= Document excerpt =
★ ★ ★ ★ ★

The three Paris maps, all more than 100 years old.
The three Paris maps, all more than 100 years old.

During our first few weeding sessions, we came across three beautiful street maps of Paris, France and its environs, published c1852, c1901, and c1910. Although the maps were out of our geographical scope, and we had initially judged that they did not meet our criteria for usefulness or uniqueness, one of our team made a very cogent argument for keeping them.

He pointed out that the older a map gets, the less likely it is to be readily available in multiple library collections. Therefore we should discard especially old maps only with care. Some old maps show geographical features that have changed dramatically in the years since they were drawn — such as railroads, streets, forest cover, buildings, or population characteristics. This information, which may be quite hard to find elsewhere, is of great interest to historians, city planners, and novelists — all of whom are regular patrons of our library in general and the map collection in particular. And lastly, some old maps are lovely and valuable artifacts of their time — not just objects of history, my colleague pointed out, but objects of artistry.

★ ★ ★ ★ ★

= Goal =
Reproduce the entire passage on the Paris maps word for word. The listing is separate material, independent of the passage on the Paris maps above.

= Information supplied =

★ ★ ★ ★ ★

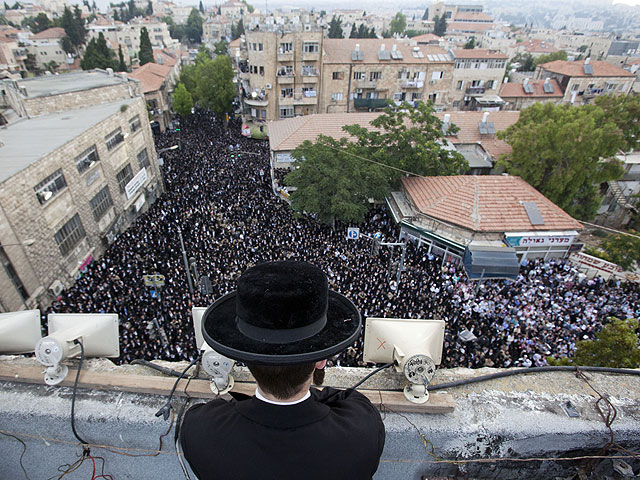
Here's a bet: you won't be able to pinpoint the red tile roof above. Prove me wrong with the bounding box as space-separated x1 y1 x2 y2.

★ ★ ★ ★ ★

= Answer to the task =
The three Paris maps, all more than 100 years old.
The three Paris maps, all more than 100 years old.

During our first few weeding sessions, we came across three beautiful street maps of Paris, France and its environs, published c1852, c1901, and c1910. Although the maps were out of our geographical scope, and we had initially judged that they did not meet our criteria for usefulness or uniqueness, one of our team made a very cogent argument for keeping them.

He pointed out that the older a map gets, the less likely it is to be readily available in multiple library collections. Therefore we should discard especially old maps only with care. Some old maps show geographical features that have changed dramatically in the years since they were drawn — such as railroads, streets, forest cover, buildings, or population characteristics. This information, which may be quite hard to find elsewhere, is of great interest to historians, city planners, and novelists — all of whom are regular patrons of our library in general and the map collection in particular. And lastly, some old maps are lovely and valuable artifacts of their time — not just objects of history, my colleague pointed out, but objects of artistry.